**TEXTO DE ORIGEM:**
----
Ao estudar a Frente Parlamentar Evangélica da Câmara Municipal de Manaus

percebe-se características similares de frentes parlamentares já existentes pelo país

como a dificuldade em se reunir; a temática tem que ter apelo da sociedade, ser

polêmico e não estar na mídia e o recursos financeiros, que no caso da Frente

Parlamentar Evangélica da Câmara Municipal de Manaus e de outras apoia-se na

estrutura da Casa legislativa de onde agregam, apresar do parlamentar ter liberdade de

opinar, de participar, ele não tem liberdade de votar se a proposta tiver em desacordo

com o seu partido.

Não diferente de outras frentes evangélicas pelo país, a Câmara Municipal de

Manaus representa a comunidade evangélica e o objetivo é fazer oposição à aprovação

de projetos que ferem os preceitos bíblicos seja de cunho local ou nacional. Os

parlamentares tem sua atuação pautada por apelos muito fortes por demandas de cunho

tradicionalista e moralista. Sua principal bandeira é a defesa da família e dos ‘bons

costumes’.
----
Registros do conjunto de dados de apontamento
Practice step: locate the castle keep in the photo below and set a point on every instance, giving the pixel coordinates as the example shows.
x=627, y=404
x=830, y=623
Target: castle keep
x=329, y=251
----
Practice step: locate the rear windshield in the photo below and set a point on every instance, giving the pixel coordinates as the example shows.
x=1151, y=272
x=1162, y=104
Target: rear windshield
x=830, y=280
----
**TAREFAS DO EXERCÍCIO:**
A. De acordo com o texto sobre a Frente Parlamentar Evangélica de Manaus, qual é a principal bandeira dos parlamentares?
B. Disponha como lista numerada, sem linhas em branco, a parte das linhas de dados que abre com a linha que contém "Practice step: locate the castle" e fecha com a linha que contém "x=329, y=251".
O texto e as linhas de dados vêm de fontes distintas.

**RESULTADOS DAS TAREFAS:**
A. A defesa da família e dos ‘bons costumes’.

B.
1. Practice step: locate the castle keep in the photo below and set a point on every instance, giving the pixel coordinates as the example shows.
2. x=627, y=404
3. x=830, y=623
4. Target: castle keep
5. x=329, y=251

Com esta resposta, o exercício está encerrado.